### Texto extraído
------------
El nuevo concepto de consumocracia remite al empoderamiento actual de algunos consumidores en el mercado a través de un consumo responsable o consciente apoyando bienes, servicios y compañías social y medioambientalmente respetuosas que no persiguen exclusivamente su lucro económico.
Pero el reciente informe de Greenpeace Tu consumo lo cambia todo recoge que la demanda actual de recursos está por encima de la capacidad terrestre para renovarse: se emplean un 50% más que hace 30 años, una media de 60.000 millones de toneladas anuales de materias primas, equivalente al peso de 41.000 edificios como el Empire State Building, cifra escalofriante que podría incrementarse hasta 100.000 millones de toneladas para 2030. Además, el Banco Mundial indica que, si la población global alcanza los 9.600 millones en 2050, necesitaríamos unos tres planetas de recursos para mantener nuestro estilo de vida. En España, casi 3,5 veces nuestro territorio para lo que demandamos.
«Al comprar, votamos con nuestro dinero qué tipo de empresas y sistema productivo queremos»
Y, aunque los consumidores tenemos mucho que ver con ello, existe la tendencia, que Slavoj Žižek llama de «individualizar la culpa», por la que parece que somos los únicos responsables de esta terrible situación (o del cambio climático) y, por tanto, también de su solución a través de la consumocracia, cuando en realidad la responsabilidad fundamental es de la configuración del modelo productivo por la industria, así como de unas leyes y unas políticas públicas que deberían corregir esta deriva que nos lleva a danzar al borde del abismo.
------------
### Entradas extraídas
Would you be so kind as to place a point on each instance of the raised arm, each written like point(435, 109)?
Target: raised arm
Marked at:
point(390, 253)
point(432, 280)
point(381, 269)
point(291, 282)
------------
### Ejercicios
**a)** Según el texto sobre la consumocracia, ¿cuántas toneladas de materias primas se emplean de media cada año?
**b)** Vuelve a escribir del texto sobre la consumocracia todo lo que va desde "El nuevo concepto" hasta "su lucro económico.".
Responde usando únicamente el texto.

### Respuestas escritas
**a)** Unos 60.000 millones de toneladas al año.

**b)**
El nuevo concepto de consumocracia remite al empoderamiento actual de algunos consumidores en el mercado a través de un consumo responsable o consciente apoyando bienes, servicios y compañías social y medioambientalmente respetuosas que no persiguen exclusivamente su lucro económico.